_TEXT EXTRACT_

>>>>>

# Uber’s Travis Kalanick Will Regret Quitting Donald Trump’s Advisory Council



## d0n (Oct 16, 2016)

http://fortune.com/2017/02/08/uber-travis-kalanick-donald-trump-advisory-council/

There is no question that the recent #DeleteUber campaign highlights the nuance and delicacy with which global corporations must approach their relationship with consumers. Social media gives consumer activist messages unprecedented power and reach, and digital platforms like Uber are especially susceptible to the fallout from this kind of call for a corporate boycott. But Uber CEO Travis Kalanick's recent move away from the Trump administration's business advisory council could have consequences for years to come.

Late last month, when the New York Taxi Workers Alliance called a strike at JFK airport, Uber's seemingly innocuous choice to stay on the sidelines triggered a massive backlash against the platform. The Taxi Alliance's hour-long action at 6 p.m. on Jan. 28 aimed to show solidarity with an ongoing protest at JFK Airport against the recent immigration ban. Uber chose to continue picking up JFK passengers during this time, even suppressing surge pricing a little later in the evening.

<<<<<

_REQUEST 1_
Could you give the entries again from the line with "return mask of orange grass clump" through the end of the entries, with "clump" replaced by "tuft" and everything else unchanged? Leave the pictures out.

_Image segmentation entries_
>>>>>

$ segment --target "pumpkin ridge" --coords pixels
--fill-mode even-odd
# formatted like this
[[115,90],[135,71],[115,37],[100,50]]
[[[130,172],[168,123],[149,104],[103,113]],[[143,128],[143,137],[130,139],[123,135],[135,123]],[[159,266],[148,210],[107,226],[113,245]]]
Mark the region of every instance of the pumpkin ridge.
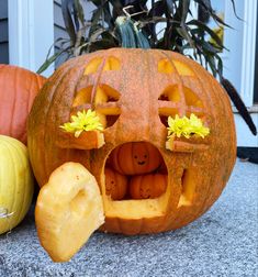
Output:
[[178,88],[179,88],[179,93],[180,93],[180,100],[179,100],[178,103],[180,103],[180,106],[178,107],[178,111],[179,111],[179,115],[182,117],[187,112],[187,110],[186,110],[186,97],[184,97],[184,93],[183,93],[183,79],[180,76],[180,74],[178,73],[177,67],[175,66],[172,55],[168,55],[168,53],[165,52],[165,51],[162,51],[161,53],[171,63],[171,65],[173,67],[173,70],[177,74],[177,77],[179,79]]
[[[64,74],[63,74],[63,76],[60,77],[60,80],[59,80],[59,82],[58,82],[58,86],[57,86],[57,88],[58,87],[60,87],[61,85],[63,85],[63,81],[67,78],[67,75],[69,75],[69,73],[71,73],[72,71],[72,67],[69,67]],[[64,89],[63,89],[63,91],[64,91]],[[53,93],[52,93],[52,101],[54,102],[55,101],[55,99],[58,97],[58,95],[56,93],[56,90],[54,90],[53,91]],[[61,93],[59,92],[59,97],[58,97],[58,99],[61,97]],[[54,106],[54,104],[53,104]],[[47,106],[47,108],[46,108],[46,111],[45,111],[45,123],[44,123],[44,130],[47,130],[47,124],[49,124],[48,122],[52,122],[52,120],[49,120],[49,117],[51,117],[51,104],[48,104]],[[46,145],[47,144],[47,132],[44,132],[44,144]],[[51,163],[49,163],[51,160],[47,160],[47,156],[45,156],[45,158],[44,158],[44,162],[43,162],[43,167],[44,167],[44,170],[45,170],[45,173],[51,173],[52,171],[52,169],[48,167],[48,165],[51,165]]]

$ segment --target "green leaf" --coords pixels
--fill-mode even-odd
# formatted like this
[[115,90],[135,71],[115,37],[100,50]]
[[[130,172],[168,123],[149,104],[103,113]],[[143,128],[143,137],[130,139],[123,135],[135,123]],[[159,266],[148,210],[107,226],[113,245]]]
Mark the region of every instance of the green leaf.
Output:
[[61,13],[66,26],[66,31],[70,36],[71,43],[76,43],[76,30],[72,21],[72,0],[61,1]]

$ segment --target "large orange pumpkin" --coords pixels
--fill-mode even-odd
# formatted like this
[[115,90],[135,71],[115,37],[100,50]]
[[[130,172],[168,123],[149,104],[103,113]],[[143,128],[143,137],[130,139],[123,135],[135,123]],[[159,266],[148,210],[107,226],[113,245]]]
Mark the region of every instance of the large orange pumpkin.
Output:
[[0,134],[26,144],[26,121],[45,78],[18,66],[0,65]]
[[[83,109],[100,117],[104,144],[59,128]],[[191,113],[210,128],[210,135],[177,137],[167,149],[168,117]],[[167,189],[154,199],[112,200],[105,195],[106,160],[116,147],[138,142],[159,152]],[[102,230],[138,234],[181,228],[205,212],[228,180],[236,137],[226,92],[199,64],[168,51],[113,48],[74,58],[47,80],[30,114],[29,149],[40,186],[65,162],[81,163],[101,187]]]

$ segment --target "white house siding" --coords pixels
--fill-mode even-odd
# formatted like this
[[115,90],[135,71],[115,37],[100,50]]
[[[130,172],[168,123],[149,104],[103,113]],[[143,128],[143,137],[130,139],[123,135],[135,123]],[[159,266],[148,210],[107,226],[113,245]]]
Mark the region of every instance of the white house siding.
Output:
[[[54,0],[54,38],[55,42],[58,38],[68,38],[68,34],[65,29],[65,22],[61,14],[61,0]],[[55,45],[55,53],[59,51],[58,44]],[[61,55],[56,62],[55,67],[57,68],[66,59],[66,55]]]
[[9,63],[8,1],[0,0],[0,64]]

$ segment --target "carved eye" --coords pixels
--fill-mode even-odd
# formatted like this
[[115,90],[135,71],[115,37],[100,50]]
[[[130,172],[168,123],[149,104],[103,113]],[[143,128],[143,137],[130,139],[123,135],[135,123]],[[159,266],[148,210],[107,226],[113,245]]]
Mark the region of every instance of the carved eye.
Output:
[[96,89],[93,86],[80,89],[72,103],[72,113],[80,110],[96,110],[104,129],[112,126],[121,114],[117,101],[120,92],[109,85],[101,84]]

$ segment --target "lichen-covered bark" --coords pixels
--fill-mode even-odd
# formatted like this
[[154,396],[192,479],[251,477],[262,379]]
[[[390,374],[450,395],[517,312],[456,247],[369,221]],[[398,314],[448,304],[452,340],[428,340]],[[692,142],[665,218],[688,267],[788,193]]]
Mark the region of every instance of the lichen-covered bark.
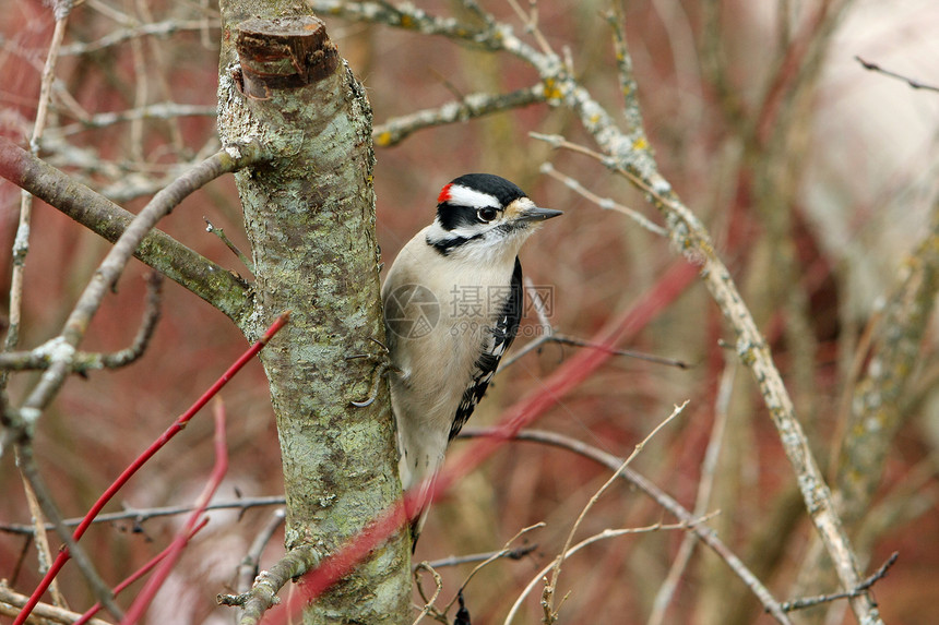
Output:
[[[375,340],[384,339],[371,110],[346,64],[328,58],[329,39],[312,48],[302,39],[314,26],[309,20],[268,22],[288,32],[274,52],[284,62],[269,67],[271,56],[252,48],[264,45],[257,33],[265,25],[233,23],[249,11],[230,4],[222,5],[219,132],[226,143],[250,136],[274,155],[236,177],[257,278],[255,317],[242,329],[253,337],[292,311],[261,357],[281,438],[286,542],[313,544],[325,555],[401,495],[385,385],[370,406],[350,405],[369,394],[376,362],[348,357],[379,354]],[[245,71],[230,48],[239,41]],[[282,70],[300,75],[265,77]],[[308,606],[304,622],[409,622],[408,565],[399,532]]]

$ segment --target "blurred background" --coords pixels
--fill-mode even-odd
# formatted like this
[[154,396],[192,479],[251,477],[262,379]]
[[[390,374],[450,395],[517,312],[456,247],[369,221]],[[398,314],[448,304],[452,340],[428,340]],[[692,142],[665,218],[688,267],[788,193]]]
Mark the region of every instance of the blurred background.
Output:
[[[474,23],[460,2],[418,2],[429,12]],[[502,1],[482,5],[522,33]],[[547,43],[570,58],[575,75],[617,115],[608,3],[537,2]],[[36,116],[39,77],[54,29],[43,2],[0,0],[0,132],[25,145]],[[525,7],[527,9],[527,5]],[[924,85],[939,86],[939,4],[931,0],[791,0],[690,2],[635,0],[623,5],[645,130],[658,166],[711,231],[740,286],[793,395],[812,450],[827,474],[837,470],[858,378],[868,364],[875,322],[900,284],[907,256],[929,233],[937,202],[939,93],[865,69],[858,57]],[[340,52],[368,89],[376,124],[474,93],[506,93],[538,82],[519,59],[385,26],[325,17]],[[68,22],[40,155],[130,211],[180,167],[217,147],[215,85],[221,36],[213,2],[86,0]],[[190,105],[157,119],[99,113],[147,105]],[[166,110],[171,107],[166,107]],[[178,107],[177,107],[178,108]],[[170,111],[171,112],[171,111]],[[176,112],[179,112],[177,110]],[[539,205],[566,212],[522,252],[526,276],[552,293],[548,321],[590,340],[610,318],[681,263],[667,240],[629,217],[603,209],[542,173],[549,163],[591,193],[661,223],[641,193],[595,160],[552,151],[530,132],[562,134],[593,147],[567,110],[538,104],[438,129],[377,148],[378,237],[385,264],[432,218],[439,189],[470,171],[498,173]],[[0,318],[8,314],[10,252],[20,192],[0,182]],[[183,202],[161,228],[213,261],[250,277],[214,235],[207,218],[248,249],[230,177]],[[26,260],[20,346],[58,334],[108,244],[41,202],[34,204]],[[127,346],[143,310],[146,268],[133,262],[105,299],[83,349]],[[114,477],[228,366],[246,342],[227,318],[179,286],[165,286],[163,318],[147,353],[116,372],[71,378],[43,417],[36,453],[68,516],[81,516]],[[545,332],[530,313],[515,349]],[[876,490],[847,527],[866,570],[894,551],[898,564],[875,587],[888,623],[932,623],[939,585],[939,404],[936,324],[884,432]],[[702,484],[709,522],[781,600],[835,590],[812,577],[812,528],[777,433],[744,368],[733,369],[734,336],[703,286],[684,288],[653,323],[622,348],[688,368],[616,357],[535,424],[626,457],[671,411],[685,412],[631,465],[689,509]],[[546,344],[500,373],[471,421],[498,422],[515,400],[578,349]],[[11,377],[13,404],[36,382]],[[282,493],[276,431],[260,364],[224,390],[231,454],[217,498]],[[212,422],[198,417],[135,477],[119,505],[143,509],[187,505],[213,464]],[[714,434],[715,423],[720,436]],[[720,443],[716,446],[714,441]],[[709,444],[713,470],[702,464]],[[470,449],[456,442],[452,457]],[[488,565],[465,589],[474,623],[496,623],[564,543],[571,525],[610,472],[567,450],[532,443],[502,447],[437,504],[417,560],[500,549],[522,528],[544,521],[515,544],[520,561]],[[702,479],[703,478],[703,479]],[[0,524],[28,524],[11,454],[0,458]],[[272,514],[214,512],[154,603],[151,622],[230,622],[215,594]],[[162,550],[185,517],[102,524],[88,546],[105,579],[116,582]],[[578,539],[605,528],[674,519],[654,502],[617,484],[595,505]],[[603,541],[564,563],[558,597],[568,623],[646,622],[673,566],[681,531]],[[264,564],[282,553],[280,538]],[[52,540],[54,549],[58,542]],[[472,566],[441,568],[449,600]],[[28,594],[38,580],[35,550],[0,530],[0,578]],[[60,576],[73,602],[90,603],[73,567]],[[430,588],[432,582],[425,580]],[[539,589],[518,622],[540,622]],[[416,602],[420,602],[416,597]],[[452,616],[452,614],[451,614]],[[0,616],[0,622],[4,617]],[[842,610],[800,614],[805,622],[852,623]],[[825,621],[827,620],[827,621]],[[769,623],[721,561],[698,546],[681,576],[666,623]]]

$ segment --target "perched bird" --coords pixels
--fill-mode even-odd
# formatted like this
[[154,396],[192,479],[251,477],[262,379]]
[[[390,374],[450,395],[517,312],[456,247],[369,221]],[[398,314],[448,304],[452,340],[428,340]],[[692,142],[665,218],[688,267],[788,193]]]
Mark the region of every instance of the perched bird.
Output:
[[420,518],[447,446],[473,413],[522,316],[519,250],[560,211],[515,184],[467,173],[437,197],[437,218],[401,250],[382,287],[402,486]]

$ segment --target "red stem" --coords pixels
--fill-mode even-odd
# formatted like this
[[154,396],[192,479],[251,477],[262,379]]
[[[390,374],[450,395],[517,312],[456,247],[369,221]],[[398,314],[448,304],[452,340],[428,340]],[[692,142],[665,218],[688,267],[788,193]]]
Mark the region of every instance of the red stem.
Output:
[[176,538],[167,549],[168,553],[166,557],[159,564],[159,567],[153,574],[153,577],[146,581],[143,589],[140,591],[140,594],[136,596],[136,599],[133,600],[130,610],[127,611],[127,614],[124,614],[124,617],[121,620],[121,625],[133,625],[143,617],[150,602],[153,601],[157,591],[166,582],[166,578],[169,577],[173,567],[182,554],[182,549],[189,540],[189,534],[192,532],[193,528],[195,528],[199,517],[205,513],[209,502],[212,500],[215,491],[218,490],[218,485],[222,483],[222,480],[225,479],[225,473],[227,472],[228,447],[225,445],[225,406],[222,404],[222,400],[218,399],[215,404],[215,467],[212,469],[209,483],[206,483],[205,488],[202,489],[202,493],[199,495],[199,500],[197,500],[195,503],[195,509],[193,509],[189,515],[189,520],[186,521],[186,526],[177,532]]
[[[209,517],[202,519],[202,522],[200,522],[198,526],[195,526],[195,528],[193,528],[193,530],[191,532],[189,532],[189,534],[186,537],[186,542],[189,542],[190,540],[192,540],[192,537],[194,537],[197,534],[197,532],[199,532],[199,530],[204,528],[206,525],[209,525]],[[146,575],[147,573],[150,573],[154,566],[159,564],[161,561],[169,554],[170,549],[173,549],[171,544],[169,546],[167,546],[166,549],[164,549],[163,551],[161,551],[158,554],[156,554],[150,562],[147,562],[146,564],[144,564],[143,566],[138,568],[133,574],[128,576],[123,581],[121,581],[120,584],[115,586],[115,589],[114,589],[115,597],[117,597],[118,593],[122,592],[124,588],[127,588],[128,586],[130,586],[131,584],[133,584],[134,581],[136,581],[138,579],[140,579],[141,577]],[[95,614],[100,612],[100,609],[102,609],[102,604],[95,603],[94,605],[92,605],[87,610],[87,612],[82,614],[81,618],[79,618],[78,621],[72,623],[72,625],[85,625],[85,623],[87,623],[88,621],[94,618]]]
[[[167,428],[166,432],[164,432],[159,438],[157,438],[147,449],[141,454],[136,460],[131,462],[131,465],[123,470],[123,472],[118,477],[114,483],[108,486],[108,489],[98,497],[98,501],[91,507],[88,513],[82,519],[82,522],[75,528],[75,531],[72,533],[72,539],[79,540],[84,536],[85,530],[91,527],[92,522],[95,520],[95,517],[98,516],[98,513],[102,512],[108,502],[117,494],[117,492],[128,482],[128,480],[133,477],[133,474],[147,461],[150,460],[154,454],[156,454],[164,445],[166,445],[170,438],[176,436],[192,419],[199,410],[205,406],[212,397],[214,397],[225,384],[228,383],[231,377],[237,374],[245,364],[248,363],[249,360],[254,358],[259,351],[264,349],[264,346],[268,345],[268,341],[280,332],[284,325],[290,318],[290,313],[285,312],[281,316],[278,316],[271,327],[268,328],[268,332],[264,333],[264,336],[261,337],[254,345],[252,345],[248,351],[241,354],[235,363],[228,368],[228,370],[222,374],[215,384],[209,387],[202,397],[200,397],[195,404],[193,404],[189,410],[182,413],[176,422],[173,423],[169,428]],[[20,611],[20,614],[16,615],[16,618],[13,621],[13,625],[23,625],[26,622],[26,618],[33,612],[33,609],[36,608],[36,604],[39,603],[39,599],[41,599],[43,593],[48,590],[49,586],[52,584],[52,580],[66,565],[66,563],[71,558],[71,554],[69,554],[68,549],[62,549],[59,551],[59,554],[56,556],[55,562],[52,562],[52,566],[49,567],[49,570],[46,572],[46,575],[43,577],[43,580],[39,582],[39,586],[36,587],[36,590],[33,591],[33,594],[29,596],[29,601],[23,606],[23,610]]]

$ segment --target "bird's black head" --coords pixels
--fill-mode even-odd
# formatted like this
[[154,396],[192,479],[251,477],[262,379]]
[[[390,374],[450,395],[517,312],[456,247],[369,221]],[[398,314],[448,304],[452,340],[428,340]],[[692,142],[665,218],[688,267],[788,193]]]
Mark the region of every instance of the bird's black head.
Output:
[[437,219],[427,243],[444,256],[460,250],[482,257],[518,253],[530,226],[560,215],[538,208],[525,192],[492,173],[466,173],[437,196]]

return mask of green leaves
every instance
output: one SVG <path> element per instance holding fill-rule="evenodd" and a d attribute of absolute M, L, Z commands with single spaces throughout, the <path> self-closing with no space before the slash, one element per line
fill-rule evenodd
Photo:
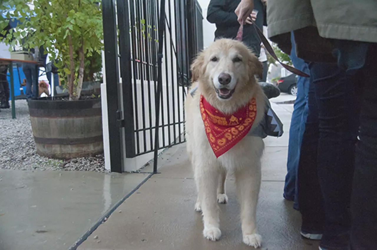
<path fill-rule="evenodd" d="M 95 3 L 98 2 L 94 0 L 3 1 L 0 3 L 0 11 L 6 13 L 7 19 L 0 17 L 0 30 L 3 30 L 8 25 L 10 19 L 17 18 L 21 23 L 14 29 L 14 32 L 7 34 L 3 41 L 12 46 L 27 45 L 32 47 L 43 45 L 45 51 L 51 54 L 50 59 L 56 60 L 55 64 L 59 68 L 61 79 L 67 82 L 67 76 L 70 74 L 69 66 L 71 59 L 74 62 L 75 76 L 78 75 L 80 64 L 78 52 L 83 44 L 86 65 L 91 65 L 90 58 L 95 53 L 98 54 L 97 52 L 100 51 L 103 47 L 101 11 Z M 15 11 L 12 11 L 9 6 Z M 3 32 L 2 34 L 5 34 Z M 32 34 L 32 35 L 30 35 Z M 72 41 L 72 57 L 67 41 L 69 35 Z M 27 42 L 21 44 L 23 40 L 27 36 Z M 98 64 L 96 63 L 96 65 Z M 96 69 L 98 69 L 97 66 Z M 74 82 L 69 84 L 74 84 L 77 82 L 76 79 Z"/>

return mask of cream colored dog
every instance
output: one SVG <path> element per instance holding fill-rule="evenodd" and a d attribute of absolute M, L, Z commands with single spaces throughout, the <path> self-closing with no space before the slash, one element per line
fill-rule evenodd
<path fill-rule="evenodd" d="M 225 180 L 229 172 L 234 173 L 235 178 L 243 241 L 248 245 L 259 247 L 262 237 L 257 232 L 256 217 L 263 141 L 259 137 L 248 134 L 216 158 L 207 139 L 199 102 L 201 94 L 212 107 L 230 114 L 255 98 L 256 115 L 251 132 L 265 113 L 265 97 L 254 76 L 262 74 L 262 65 L 242 43 L 223 39 L 201 52 L 191 70 L 191 89 L 198 88 L 193 96 L 187 95 L 185 102 L 187 150 L 198 192 L 195 210 L 202 213 L 203 235 L 211 241 L 221 236 L 217 203 L 227 201 Z"/>

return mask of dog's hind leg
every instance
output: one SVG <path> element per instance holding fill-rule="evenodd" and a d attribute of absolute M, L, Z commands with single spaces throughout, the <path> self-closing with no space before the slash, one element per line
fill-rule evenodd
<path fill-rule="evenodd" d="M 235 172 L 237 192 L 241 207 L 241 223 L 244 242 L 255 248 L 260 247 L 262 236 L 257 233 L 256 208 L 261 186 L 261 163 L 238 169 Z"/>
<path fill-rule="evenodd" d="M 216 202 L 218 169 L 216 169 L 216 166 L 209 165 L 208 162 L 205 165 L 196 164 L 194 175 L 203 215 L 203 235 L 204 238 L 215 241 L 221 236 L 219 228 L 219 206 Z"/>
<path fill-rule="evenodd" d="M 219 203 L 228 202 L 228 197 L 225 194 L 225 181 L 227 179 L 227 171 L 222 169 L 219 178 L 219 186 L 217 188 L 217 201 Z"/>

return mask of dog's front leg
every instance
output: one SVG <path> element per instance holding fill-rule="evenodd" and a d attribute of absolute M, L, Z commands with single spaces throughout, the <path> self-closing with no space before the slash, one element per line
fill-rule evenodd
<path fill-rule="evenodd" d="M 195 180 L 198 197 L 201 200 L 204 227 L 203 235 L 208 239 L 216 241 L 221 236 L 217 195 L 219 174 L 213 165 L 195 167 Z"/>
<path fill-rule="evenodd" d="M 255 248 L 260 247 L 262 236 L 257 233 L 256 208 L 261 187 L 261 163 L 244 167 L 235 172 L 236 183 L 241 207 L 244 242 Z"/>

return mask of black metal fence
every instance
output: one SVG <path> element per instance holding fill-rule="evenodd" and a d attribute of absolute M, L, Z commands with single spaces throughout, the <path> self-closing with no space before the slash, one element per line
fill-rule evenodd
<path fill-rule="evenodd" d="M 200 6 L 196 0 L 102 2 L 107 96 L 109 88 L 110 98 L 114 98 L 116 90 L 119 94 L 116 100 L 108 102 L 108 103 L 114 105 L 116 101 L 121 106 L 108 108 L 109 117 L 115 111 L 118 115 L 116 121 L 109 122 L 110 152 L 116 146 L 112 137 L 118 134 L 124 136 L 116 142 L 124 140 L 127 157 L 184 142 L 184 105 L 190 84 L 190 64 L 203 48 Z M 118 30 L 115 34 L 115 27 Z M 117 42 L 119 55 L 114 46 Z M 118 61 L 113 55 L 118 55 Z M 159 68 L 159 59 L 162 59 Z M 159 70 L 159 94 L 157 91 Z M 123 133 L 113 131 L 122 127 Z M 157 149 L 156 136 L 159 138 Z M 116 160 L 114 162 L 120 163 Z"/>

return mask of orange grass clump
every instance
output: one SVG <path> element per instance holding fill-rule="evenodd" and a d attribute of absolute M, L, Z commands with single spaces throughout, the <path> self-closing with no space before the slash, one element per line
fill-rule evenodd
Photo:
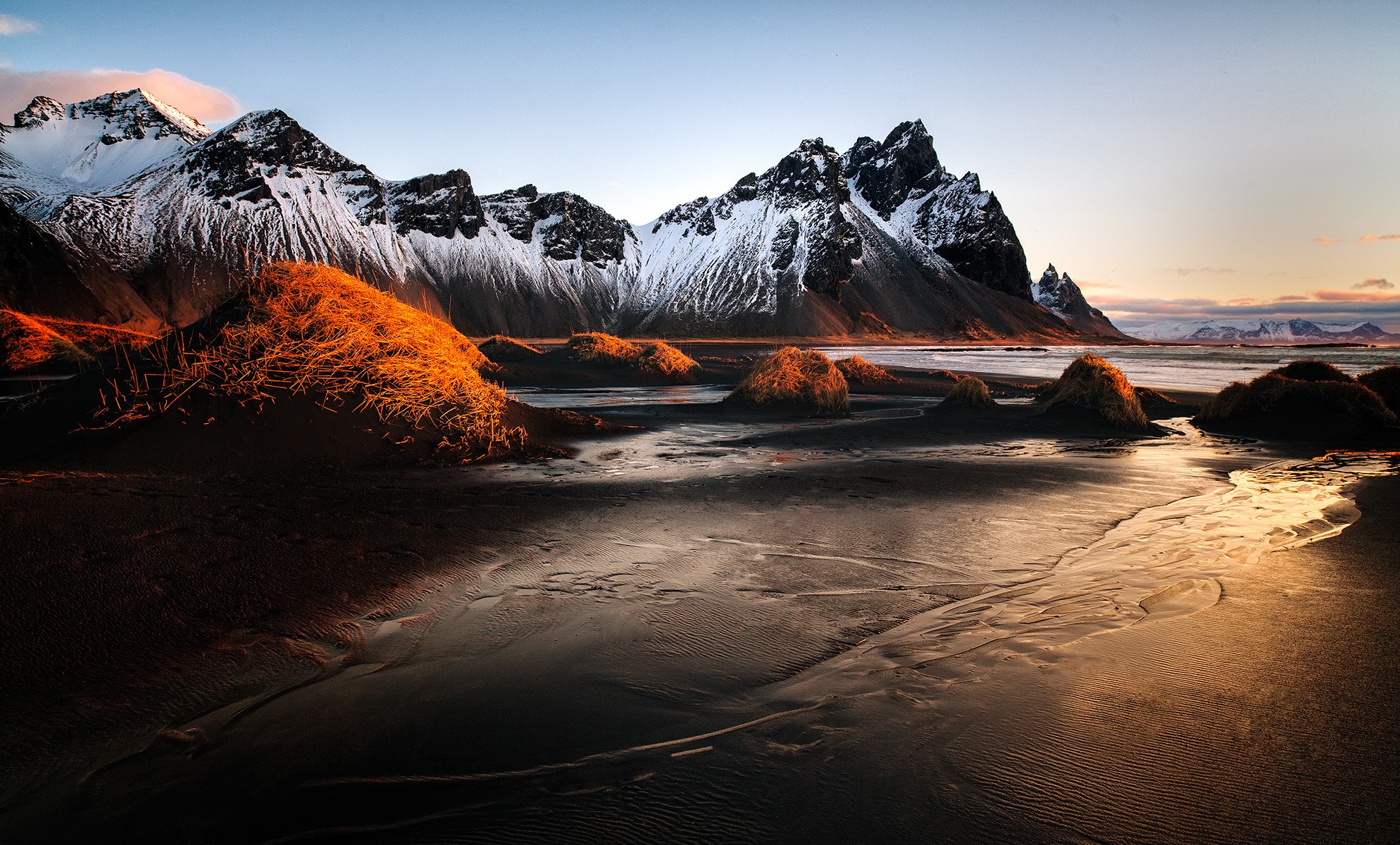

<<<<<

_REQUEST 2_
In the post about Uber and the Trump advisory council, when did the New York Taxi Workers Alliance's hour-long action take place?

_RESPONSE 1_
return mask of orange grass tuft
every instance
output: one SVG <path> element per instance holding fill-rule="evenodd" and a d attribute of absolute M, L, Z commands with single spaces throughout, the <path> self-closing with no space before the slash, one element per line
fill-rule evenodd
Photo:

_RESPONSE 2_
At 6 p.m. on Jan. 28.